## Extract:
1. Why does inflation happen and what can be done about it?
Chief economic adviser at the Centre for Economics and Business Research and co-author with Andy Ross and Peter Urwin of It’s the Economy, Stupid: Economics for Voters (Biteback)
Inflation is an increase in the price of goods and services in an economy. High inflation means, effectively, that people can buy less with their money. This can happen for a number of reasons: a run on a country’s currency that increases prices of imported goods; a large stimulus to the economy when the system is already at or near full capacity; a strongly unionised labour force exercising its bargaining power; a sudden shortage of labour (following Brexit, for example) or international cost-push factors outside an individual country’s direct control. The latter happened at the time of the two oil crises of the 1970s, and it’s happening again now.

## Data provided:
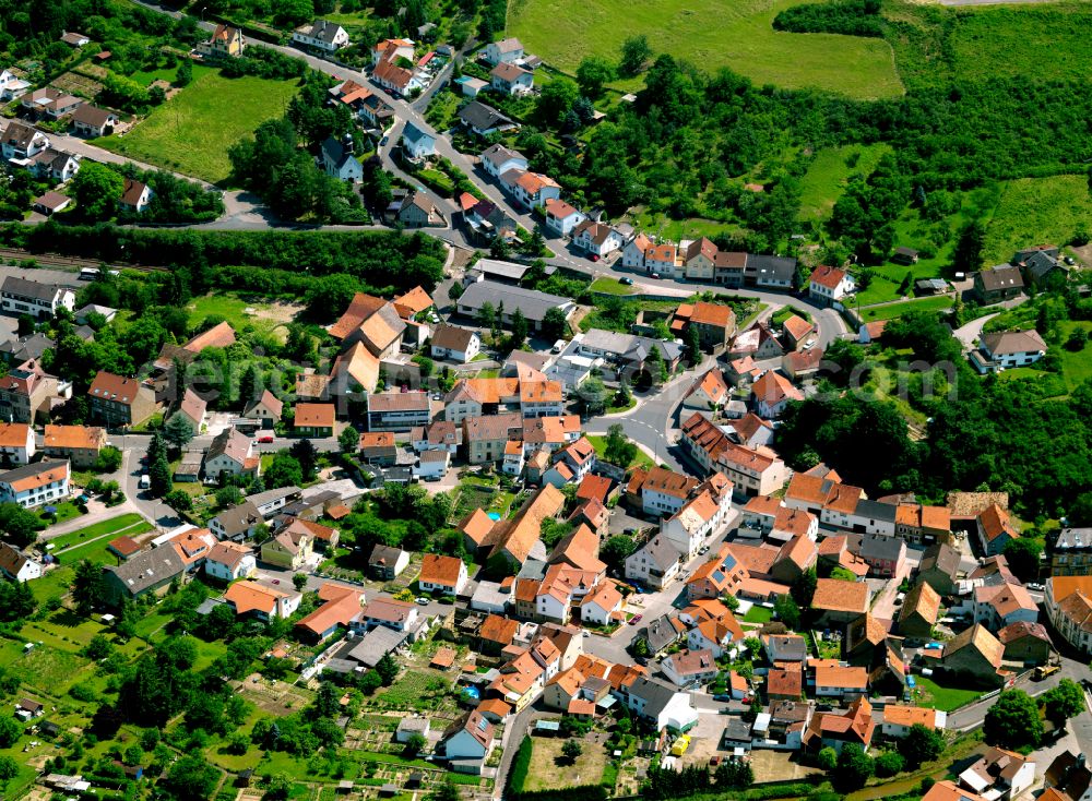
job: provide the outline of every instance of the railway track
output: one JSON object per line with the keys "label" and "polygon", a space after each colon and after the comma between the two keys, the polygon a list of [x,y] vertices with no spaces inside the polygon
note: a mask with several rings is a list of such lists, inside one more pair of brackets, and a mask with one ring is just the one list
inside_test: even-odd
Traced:
{"label": "railway track", "polygon": [[[103,262],[97,259],[79,259],[76,256],[60,255],[58,253],[32,253],[27,250],[15,250],[12,248],[0,248],[0,262],[19,264],[20,262],[34,261],[39,267],[51,270],[64,270],[79,273],[81,270],[97,270]],[[136,270],[141,273],[156,273],[165,271],[166,267],[142,267],[135,264],[123,264],[117,262],[111,266],[120,270]]]}

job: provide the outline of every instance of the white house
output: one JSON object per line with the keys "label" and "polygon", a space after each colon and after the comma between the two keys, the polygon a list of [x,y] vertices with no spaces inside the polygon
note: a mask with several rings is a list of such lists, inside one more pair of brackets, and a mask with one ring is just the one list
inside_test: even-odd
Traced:
{"label": "white house", "polygon": [[615,695],[638,717],[648,720],[656,731],[688,731],[698,722],[698,710],[689,693],[678,692],[656,679],[637,678]]}
{"label": "white house", "polygon": [[327,52],[335,52],[348,46],[348,34],[341,25],[325,20],[316,20],[310,25],[301,25],[292,34],[293,43],[313,47]]}
{"label": "white house", "polygon": [[420,481],[439,481],[448,475],[451,454],[447,451],[423,451],[413,466],[414,478]]}
{"label": "white house", "polygon": [[483,56],[490,64],[499,64],[502,61],[513,63],[523,58],[523,44],[514,37],[490,41],[486,45]]}
{"label": "white house", "polygon": [[0,542],[0,573],[12,582],[29,582],[41,577],[41,564],[35,562],[20,549]]}
{"label": "white house", "polygon": [[846,295],[856,289],[853,276],[844,270],[820,264],[811,272],[808,282],[808,295],[812,300],[830,306],[841,302]]}
{"label": "white house", "polygon": [[575,206],[563,200],[551,198],[546,201],[546,227],[560,237],[567,237],[573,228],[587,217]]}
{"label": "white house", "polygon": [[217,542],[205,557],[205,573],[222,582],[250,578],[257,571],[253,550],[237,542]]}
{"label": "white house", "polygon": [[25,465],[34,457],[34,429],[25,422],[0,422],[0,459]]}
{"label": "white house", "polygon": [[1034,328],[983,334],[971,363],[980,373],[1034,364],[1046,356],[1046,343]]}
{"label": "white house", "polygon": [[509,150],[505,145],[496,144],[486,148],[479,156],[482,167],[494,178],[500,178],[509,170],[520,170],[527,168],[527,158],[518,151]]}
{"label": "white house", "polygon": [[436,136],[426,133],[412,122],[406,122],[406,127],[402,130],[402,150],[414,160],[435,156]]}
{"label": "white house", "polygon": [[597,256],[605,256],[618,250],[622,241],[621,235],[614,228],[590,219],[578,225],[572,235],[573,244]]}
{"label": "white house", "polygon": [[322,143],[322,169],[328,176],[349,183],[364,178],[364,167],[360,159],[353,155],[352,144],[339,142],[333,136],[328,136]]}
{"label": "white house", "polygon": [[471,328],[456,325],[438,325],[432,332],[430,352],[434,359],[444,359],[464,364],[482,351],[482,337]]}
{"label": "white house", "polygon": [[0,503],[33,509],[69,497],[69,463],[35,462],[0,474]]}
{"label": "white house", "polygon": [[16,275],[4,278],[0,286],[0,309],[11,314],[51,318],[59,308],[75,309],[75,292],[56,284],[39,284]]}

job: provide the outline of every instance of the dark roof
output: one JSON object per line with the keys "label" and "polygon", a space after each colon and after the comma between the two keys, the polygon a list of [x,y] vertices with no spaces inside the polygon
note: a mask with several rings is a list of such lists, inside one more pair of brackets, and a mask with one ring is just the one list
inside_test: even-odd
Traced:
{"label": "dark roof", "polygon": [[478,100],[472,100],[463,106],[459,111],[459,119],[471,128],[476,128],[480,131],[488,131],[490,128],[498,128],[503,124],[512,124],[512,121],[500,111]]}

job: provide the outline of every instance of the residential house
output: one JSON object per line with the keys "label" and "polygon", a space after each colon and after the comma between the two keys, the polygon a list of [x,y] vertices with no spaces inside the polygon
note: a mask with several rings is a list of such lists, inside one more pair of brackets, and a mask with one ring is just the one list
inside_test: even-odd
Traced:
{"label": "residential house", "polygon": [[109,136],[119,121],[118,116],[109,109],[92,106],[90,103],[80,106],[71,118],[75,133],[92,139]]}
{"label": "residential house", "polygon": [[155,414],[155,393],[136,379],[99,371],[87,390],[91,416],[107,428],[126,428],[144,422]]}
{"label": "residential house", "polygon": [[321,643],[339,629],[363,630],[363,591],[327,582],[319,587],[319,600],[322,606],[296,623],[305,639]]}
{"label": "residential house", "polygon": [[98,461],[106,445],[106,430],[94,426],[46,426],[41,452],[47,456],[68,459],[76,469],[85,470]]}
{"label": "residential house", "polygon": [[41,563],[8,542],[0,542],[0,573],[10,581],[22,584],[41,577]]}
{"label": "residential house", "polygon": [[107,602],[119,606],[145,595],[163,595],[176,579],[186,575],[186,561],[174,543],[141,551],[118,565],[103,567],[103,587]]}
{"label": "residential house", "polygon": [[56,284],[40,284],[9,275],[0,286],[0,310],[9,314],[52,318],[60,308],[75,309],[75,292]]}
{"label": "residential house", "polygon": [[997,632],[1005,646],[1005,661],[1023,666],[1046,665],[1054,654],[1054,642],[1042,623],[1010,623]]}
{"label": "residential house", "polygon": [[573,228],[572,243],[593,255],[603,258],[622,246],[622,237],[605,223],[585,219]]}
{"label": "residential house", "polygon": [[121,189],[121,199],[118,201],[118,208],[132,214],[143,214],[147,204],[152,202],[155,193],[152,188],[142,181],[133,178],[126,178]]}
{"label": "residential house", "polygon": [[1005,647],[989,631],[975,623],[945,643],[940,666],[945,671],[977,684],[1000,684]]}
{"label": "residential house", "polygon": [[980,373],[998,372],[1034,364],[1046,356],[1046,342],[1034,328],[983,334],[977,350],[971,351],[971,364]]}
{"label": "residential house", "polygon": [[[511,170],[525,171],[527,169],[526,156],[501,144],[490,145],[483,151],[480,160],[483,169],[494,178],[500,178]],[[546,224],[549,225],[548,217]]]}
{"label": "residential house", "polygon": [[677,688],[696,688],[713,681],[720,668],[711,650],[680,650],[660,662],[664,676]]}
{"label": "residential house", "polygon": [[1012,801],[1035,784],[1035,761],[995,745],[959,775],[959,784],[994,801]]}
{"label": "residential house", "polygon": [[498,314],[498,318],[499,323],[506,327],[512,324],[512,314],[519,309],[532,331],[542,330],[543,320],[551,309],[559,309],[566,320],[575,310],[570,298],[548,295],[534,289],[506,286],[490,280],[471,284],[456,301],[459,313],[475,320],[478,319],[479,312],[486,303],[489,303],[495,311],[499,310],[500,304],[503,303],[503,314]]}
{"label": "residential house", "polygon": [[253,549],[236,542],[217,542],[209,551],[204,563],[205,573],[222,582],[250,578],[258,572],[258,561]]}
{"label": "residential house", "polygon": [[669,729],[685,732],[698,724],[698,710],[688,693],[644,676],[622,684],[616,692],[621,703],[639,718],[650,722],[655,731]]}
{"label": "residential house", "polygon": [[1009,521],[1009,513],[996,503],[990,504],[978,513],[976,529],[978,543],[982,546],[983,553],[987,557],[996,557],[1005,550],[1005,546],[1010,540],[1020,538],[1020,535]]}
{"label": "residential house", "polygon": [[928,583],[922,582],[903,598],[899,633],[906,638],[931,639],[939,617],[940,596]]}
{"label": "residential house", "polygon": [[34,453],[34,429],[25,422],[0,422],[0,463],[25,465]]}
{"label": "residential house", "polygon": [[808,296],[820,304],[833,306],[841,303],[856,288],[853,276],[844,270],[820,264],[811,271]]}
{"label": "residential house", "polygon": [[476,331],[456,325],[438,325],[432,332],[430,352],[434,359],[447,359],[465,364],[482,351],[482,337]]}
{"label": "residential house", "polygon": [[975,622],[997,632],[1012,623],[1035,623],[1038,607],[1021,584],[1002,582],[976,586],[972,595]]}
{"label": "residential house", "polygon": [[663,535],[656,535],[626,558],[626,578],[661,590],[675,581],[682,553]]}
{"label": "residential house", "polygon": [[[486,106],[480,100],[471,100],[459,109],[455,116],[463,123],[464,128],[478,136],[490,136],[495,133],[502,133],[519,128],[508,117],[491,106]],[[534,176],[535,174],[526,172],[524,175]]]}
{"label": "residential house", "polygon": [[328,176],[340,181],[356,183],[364,178],[364,166],[353,155],[352,142],[339,142],[333,136],[327,136],[320,147],[322,169]]}
{"label": "residential house", "polygon": [[312,561],[314,540],[304,529],[284,529],[262,543],[262,561],[285,570],[299,570]]}
{"label": "residential house", "polygon": [[237,428],[224,429],[213,438],[205,453],[205,478],[224,480],[225,477],[257,476],[261,456],[254,451],[254,441]]}
{"label": "residential house", "polygon": [[458,557],[426,553],[417,585],[426,593],[459,595],[466,586],[466,565]]}
{"label": "residential house", "polygon": [[868,585],[864,582],[820,578],[811,608],[818,612],[819,623],[844,626],[868,611]]}
{"label": "residential house", "polygon": [[916,581],[927,583],[941,596],[953,595],[960,561],[959,551],[945,542],[937,542],[926,549]]}
{"label": "residential house", "polygon": [[422,160],[436,155],[436,136],[406,122],[402,129],[402,150],[413,160]]}
{"label": "residential house", "polygon": [[943,731],[948,726],[948,713],[924,706],[888,704],[883,707],[880,732],[892,739],[902,739],[913,726],[924,726],[930,731]]}
{"label": "residential house", "polygon": [[974,294],[984,306],[1011,300],[1023,292],[1023,276],[1020,267],[999,264],[974,274]]}
{"label": "residential house", "polygon": [[299,609],[302,596],[288,588],[244,581],[228,587],[224,593],[224,600],[235,611],[236,617],[246,615],[269,622],[274,618],[281,620],[290,618]]}
{"label": "residential house", "polygon": [[219,24],[204,41],[198,43],[198,52],[204,58],[238,58],[247,49],[242,32],[230,25]]}
{"label": "residential house", "polygon": [[313,47],[325,52],[336,52],[348,47],[348,34],[341,25],[325,20],[316,20],[310,25],[300,25],[292,34],[293,43]]}
{"label": "residential house", "polygon": [[490,41],[482,51],[483,58],[490,64],[514,63],[520,61],[523,55],[523,44],[514,37]]}
{"label": "residential house", "polygon": [[899,576],[906,566],[906,542],[899,537],[865,534],[857,554],[868,563],[871,575],[882,578]]}
{"label": "residential house", "polygon": [[248,420],[258,420],[263,429],[272,429],[281,420],[284,411],[284,402],[269,390],[262,392],[261,397],[251,400],[242,413]]}
{"label": "residential house", "polygon": [[535,73],[511,61],[501,61],[489,72],[489,83],[503,95],[525,95],[534,88]]}
{"label": "residential house", "polygon": [[781,417],[792,400],[803,400],[804,395],[780,373],[768,370],[759,376],[750,391],[755,413],[764,419]]}
{"label": "residential house", "polygon": [[544,207],[546,211],[546,227],[559,237],[569,236],[587,219],[579,208],[557,198],[547,200]]}

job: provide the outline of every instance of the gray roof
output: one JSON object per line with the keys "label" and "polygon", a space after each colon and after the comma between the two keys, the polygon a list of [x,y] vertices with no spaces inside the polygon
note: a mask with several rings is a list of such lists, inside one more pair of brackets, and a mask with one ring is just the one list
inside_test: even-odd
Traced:
{"label": "gray roof", "polygon": [[1092,528],[1063,528],[1054,550],[1092,548]]}
{"label": "gray roof", "polygon": [[106,565],[103,570],[112,573],[131,595],[136,595],[165,579],[181,575],[186,564],[177,550],[166,546],[141,551],[119,565]]}
{"label": "gray roof", "polygon": [[52,301],[59,290],[60,287],[56,284],[40,284],[36,280],[20,278],[17,275],[9,275],[4,278],[3,287],[0,287],[0,291],[4,295],[19,295],[45,301]]}
{"label": "gray roof", "polygon": [[523,316],[532,322],[542,322],[550,309],[572,306],[569,298],[497,284],[491,280],[479,280],[476,284],[471,284],[466,287],[466,291],[460,296],[458,302],[460,307],[470,307],[475,312],[485,303],[491,303],[492,308],[497,309],[503,302],[506,313],[511,314],[519,309],[523,312]]}
{"label": "gray roof", "polygon": [[407,122],[406,127],[402,129],[402,139],[414,144],[423,140],[436,142],[436,136],[417,128],[413,122]]}
{"label": "gray roof", "polygon": [[373,668],[380,659],[402,645],[408,636],[410,632],[396,632],[385,625],[377,626],[364,635],[364,638],[348,653],[348,656],[361,665]]}
{"label": "gray roof", "polygon": [[860,538],[860,555],[866,559],[895,561],[905,548],[905,540],[899,537],[889,537],[886,534],[866,534]]}
{"label": "gray roof", "polygon": [[629,694],[644,698],[644,715],[654,718],[660,716],[679,692],[669,684],[641,676],[633,680]]}
{"label": "gray roof", "polygon": [[796,260],[780,255],[747,255],[747,272],[761,279],[792,280],[796,275]]}
{"label": "gray roof", "polygon": [[490,128],[513,124],[512,121],[505,117],[505,115],[500,111],[495,108],[490,108],[478,100],[472,100],[463,106],[463,108],[459,111],[459,119],[471,128],[475,128],[479,131],[488,131]]}
{"label": "gray roof", "polygon": [[[667,539],[667,537],[656,535],[648,542],[644,543],[644,548],[634,551],[633,555],[643,554],[649,558],[649,560],[655,564],[661,570],[667,570],[673,564],[679,561],[681,553],[675,545]],[[632,557],[630,557],[632,559]]]}
{"label": "gray roof", "polygon": [[675,361],[682,356],[682,346],[673,340],[654,339],[651,336],[637,334],[619,334],[616,331],[590,328],[581,342],[589,348],[614,354],[615,358],[643,361],[649,356],[649,349],[655,347],[664,361]]}

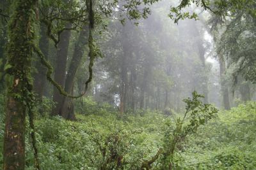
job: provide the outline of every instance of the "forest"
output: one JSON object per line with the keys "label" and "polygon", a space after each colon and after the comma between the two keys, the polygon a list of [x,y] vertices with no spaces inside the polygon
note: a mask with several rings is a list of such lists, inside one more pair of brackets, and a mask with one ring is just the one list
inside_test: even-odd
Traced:
{"label": "forest", "polygon": [[255,0],[0,0],[0,169],[256,169]]}

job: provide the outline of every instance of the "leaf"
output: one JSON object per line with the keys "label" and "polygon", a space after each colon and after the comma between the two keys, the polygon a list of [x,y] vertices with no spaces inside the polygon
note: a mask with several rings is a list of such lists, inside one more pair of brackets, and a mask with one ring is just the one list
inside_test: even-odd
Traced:
{"label": "leaf", "polygon": [[12,68],[12,66],[11,64],[6,64],[4,66],[4,71],[6,71],[7,69],[10,69],[10,68]]}

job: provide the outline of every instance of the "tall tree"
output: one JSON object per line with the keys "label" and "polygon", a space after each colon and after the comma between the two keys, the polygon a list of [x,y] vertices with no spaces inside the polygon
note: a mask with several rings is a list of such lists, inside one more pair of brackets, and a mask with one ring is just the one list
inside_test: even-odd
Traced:
{"label": "tall tree", "polygon": [[4,139],[4,169],[25,168],[25,122],[31,104],[30,77],[36,0],[15,1],[8,27],[8,98]]}

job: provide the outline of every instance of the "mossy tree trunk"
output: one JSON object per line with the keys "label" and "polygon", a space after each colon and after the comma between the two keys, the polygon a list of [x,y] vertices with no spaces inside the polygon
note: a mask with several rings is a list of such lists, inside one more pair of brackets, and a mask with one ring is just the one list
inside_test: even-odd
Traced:
{"label": "mossy tree trunk", "polygon": [[[85,25],[83,27],[77,42],[76,44],[73,57],[72,58],[70,65],[69,66],[68,73],[67,74],[64,90],[68,94],[71,94],[72,92],[72,87],[76,74],[84,52],[84,46],[88,43],[89,35],[88,33],[89,26],[88,25]],[[62,105],[61,106],[61,115],[66,119],[76,119],[72,99],[65,96],[63,97]]]}
{"label": "mossy tree trunk", "polygon": [[[9,23],[7,64],[8,99],[4,139],[4,170],[25,167],[25,118],[31,94],[31,43],[36,0],[17,0]],[[8,80],[8,81],[7,81]]]}
{"label": "mossy tree trunk", "polygon": [[224,108],[225,110],[230,109],[230,103],[229,101],[229,94],[228,94],[228,88],[225,85],[225,82],[223,80],[223,76],[225,76],[225,72],[226,71],[226,64],[225,60],[221,57],[219,57],[220,62],[220,85],[221,88],[221,93],[223,97],[223,103],[224,104]]}
{"label": "mossy tree trunk", "polygon": [[[71,27],[71,24],[68,24],[67,27]],[[69,39],[71,32],[69,30],[64,31],[60,35],[60,41],[58,46],[57,58],[55,60],[54,81],[64,87],[66,78],[67,60],[68,57],[68,50]],[[52,115],[61,115],[60,110],[62,104],[62,95],[56,87],[53,88],[53,101],[56,103],[52,108]]]}
{"label": "mossy tree trunk", "polygon": [[[40,25],[40,39],[39,40],[39,47],[42,52],[48,57],[49,39],[47,36],[47,27],[44,24]],[[35,75],[34,90],[38,95],[39,101],[42,101],[42,96],[44,94],[45,87],[46,85],[46,67],[43,66],[40,60],[36,62],[36,69],[37,73]]]}

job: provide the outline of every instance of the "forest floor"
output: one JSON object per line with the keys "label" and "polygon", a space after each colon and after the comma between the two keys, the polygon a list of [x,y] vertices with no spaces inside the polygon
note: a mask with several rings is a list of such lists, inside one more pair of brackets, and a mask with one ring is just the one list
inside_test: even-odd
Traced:
{"label": "forest floor", "polygon": [[[156,111],[125,115],[120,120],[108,107],[97,113],[77,114],[76,122],[38,117],[37,146],[42,169],[113,169],[118,157],[125,169],[138,169],[164,140],[172,117]],[[3,121],[3,120],[1,120]],[[3,149],[4,124],[1,124]],[[34,169],[26,137],[26,169]],[[200,127],[179,144],[174,162],[179,169],[256,169],[256,103],[242,104]],[[0,153],[0,166],[3,155]],[[157,160],[153,169],[159,169]]]}

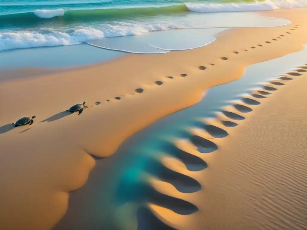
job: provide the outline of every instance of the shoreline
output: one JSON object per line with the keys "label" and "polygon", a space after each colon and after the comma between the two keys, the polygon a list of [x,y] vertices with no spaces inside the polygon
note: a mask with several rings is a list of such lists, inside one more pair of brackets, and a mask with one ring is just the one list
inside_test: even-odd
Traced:
{"label": "shoreline", "polygon": [[[42,210],[48,207],[49,211],[52,210],[54,214],[50,215],[48,220],[41,224],[40,226],[42,229],[50,228],[66,212],[67,193],[80,187],[85,182],[87,175],[95,164],[91,155],[103,157],[110,155],[131,134],[162,117],[196,103],[206,89],[238,79],[243,74],[245,67],[301,49],[303,44],[307,42],[307,37],[304,33],[305,31],[306,34],[307,22],[302,21],[304,18],[302,14],[306,11],[306,9],[300,8],[261,12],[269,15],[288,17],[294,24],[300,26],[295,31],[290,30],[293,25],[282,28],[236,28],[219,34],[215,42],[195,50],[175,54],[169,53],[169,54],[159,56],[158,57],[158,55],[149,58],[131,55],[101,66],[49,75],[44,78],[21,79],[2,84],[0,92],[2,92],[1,102],[3,104],[14,105],[14,102],[24,100],[25,95],[31,103],[7,108],[0,125],[11,123],[19,118],[19,111],[22,111],[25,115],[29,113],[29,115],[33,113],[38,114],[35,111],[36,108],[39,108],[40,110],[40,117],[38,117],[39,120],[35,122],[34,125],[30,131],[20,135],[14,129],[1,134],[1,151],[5,160],[2,162],[7,165],[10,165],[12,163],[12,161],[15,161],[6,153],[19,153],[18,156],[23,161],[20,163],[15,162],[17,167],[14,172],[11,172],[11,175],[14,181],[18,186],[29,183],[28,186],[32,185],[39,189],[40,199],[48,200],[56,205],[51,205],[50,203],[42,206],[37,203],[37,197],[33,196],[31,193],[20,194],[14,190],[15,188],[10,186],[10,178],[8,178],[4,180],[2,186],[17,193],[17,197],[24,199],[25,196],[28,196],[27,202],[31,203],[37,216],[34,216],[33,213],[10,213],[8,218],[2,220],[0,222],[5,226],[8,224],[8,220],[14,216],[14,219],[18,219],[19,217],[15,215],[19,214],[25,218],[21,220],[21,223],[28,220],[28,229],[33,229],[33,226],[37,224],[35,220],[38,216],[41,217],[38,219],[43,218],[41,215],[45,213]],[[256,38],[251,36],[252,32],[253,34],[257,34]],[[284,38],[278,41],[272,40],[272,38],[278,36],[282,32],[285,34]],[[286,35],[285,33],[291,33]],[[291,34],[293,34],[291,35]],[[296,34],[297,36],[293,37]],[[297,36],[298,35],[299,36]],[[242,37],[245,38],[246,40],[239,43],[238,41]],[[269,40],[270,43],[266,44],[266,41]],[[289,45],[291,42],[291,45]],[[278,49],[283,42],[288,46],[284,46],[283,49]],[[281,44],[278,44],[278,43]],[[250,48],[257,44],[262,46],[252,49]],[[242,51],[244,48],[250,52]],[[237,51],[239,51],[239,54],[232,53]],[[204,57],[203,54],[206,52],[210,54],[210,57]],[[142,65],[140,65],[140,63]],[[157,69],[157,66],[161,67]],[[219,66],[222,66],[222,69],[219,68]],[[204,68],[202,67],[205,67],[204,69],[202,69]],[[138,76],[135,75],[136,72],[138,73]],[[204,79],[205,73],[204,75],[208,77]],[[103,73],[104,76],[111,76],[112,80],[106,78],[97,79],[97,75],[100,73]],[[181,75],[187,75],[180,76]],[[84,76],[87,76],[87,79],[82,77]],[[143,79],[144,76],[146,76],[146,81]],[[174,79],[166,77],[169,76]],[[185,80],[185,79],[187,80]],[[163,84],[155,84],[155,81],[158,80],[162,82]],[[173,83],[171,83],[171,81]],[[108,86],[108,88],[106,89],[105,92],[101,92],[101,87],[106,85]],[[140,94],[131,95],[139,88],[143,89],[144,92]],[[116,93],[113,92],[115,91]],[[103,100],[120,97],[123,93],[125,95],[119,101],[113,99],[107,102]],[[2,100],[2,98],[5,100]],[[65,100],[62,100],[63,98]],[[51,124],[49,122],[39,122],[42,120],[53,117],[55,112],[61,113],[69,108],[70,105],[86,100],[90,102],[90,105],[94,105],[93,103],[99,98],[101,98],[101,105],[97,107],[95,105],[93,108],[90,107],[80,117],[72,115],[61,117]],[[121,101],[126,99],[126,104]],[[122,102],[122,104],[120,104]],[[124,117],[120,115],[124,114]],[[110,117],[113,117],[114,120],[110,121],[107,119]],[[76,127],[82,132],[76,133],[76,130],[74,129]],[[102,133],[103,130],[104,133]],[[35,145],[28,141],[33,139],[33,136],[35,137],[35,142],[37,144]],[[16,141],[20,143],[20,146],[13,146],[13,143]],[[56,144],[56,146],[54,143]],[[77,146],[74,145],[75,143],[78,143]],[[26,156],[22,155],[26,153]],[[49,160],[52,156],[51,162],[46,162],[46,159],[42,156],[42,154]],[[29,166],[27,165],[30,159],[33,161],[30,169],[28,167]],[[60,163],[56,166],[57,172],[51,178],[50,175],[42,174],[35,183],[32,184],[29,181],[30,176],[33,176],[39,171],[37,170],[43,165],[46,167],[46,171],[54,172],[52,170],[55,164],[59,162]],[[30,175],[20,178],[14,176],[14,173],[18,173],[18,167]],[[4,173],[10,170],[5,165],[2,167]],[[79,175],[76,174],[77,172]],[[63,175],[66,176],[63,176]],[[20,180],[23,182],[21,183]],[[46,182],[50,181],[54,183],[52,186],[46,184]],[[37,187],[37,184],[40,185],[40,187]],[[5,199],[5,196],[10,197],[7,194],[1,199]],[[5,204],[8,207],[11,205],[12,211],[14,207],[17,208],[17,206],[12,205],[14,204]],[[18,205],[22,206],[27,204],[19,204]],[[3,216],[1,217],[3,218]],[[28,228],[24,227],[23,229]]]}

## Study questions:
1: According to the passage on inflation, what does high inflation effectively mean for people?
2: Write out the passage on inflation from "1. Why does" up to and including "for Voters (Biteback)".
3: Continue the passage on inflation from the point where it stops.

## Answers provided:
1: People can buy less with their money.

2:
1. Why does inflation happen and what can be done about it?
Chief economic adviser at the Centre for Economics and Business Research and co-author with Andy Ross and Peter Urwin of It’s the Economy, Stupid: Economics for Voters (Biteback)

3:
Central banks aim to keep inflation low and steady. When it gets too high, there are various measures they can take, including raising interest rates, reducing money supply, raising taxes to contain spending or implementing a prices policy to keep certain prices at least under control. The French, for example, have forced their energy companies to keep electricity price increases to households to no more than 4% this year, which has kept inflation lower in France than in other European countries.
The problem now is that demand-pull inflation, which we experienced when Covid restrictions were lifted and the economy surged, has turned into cost-push inflation, determined not by wage growth but by the war in Ukraine, which has sent energy and food prices soaring. No central bank by itself can do much about this, except through lowering growth and possibly bringing about a recession – or even depression.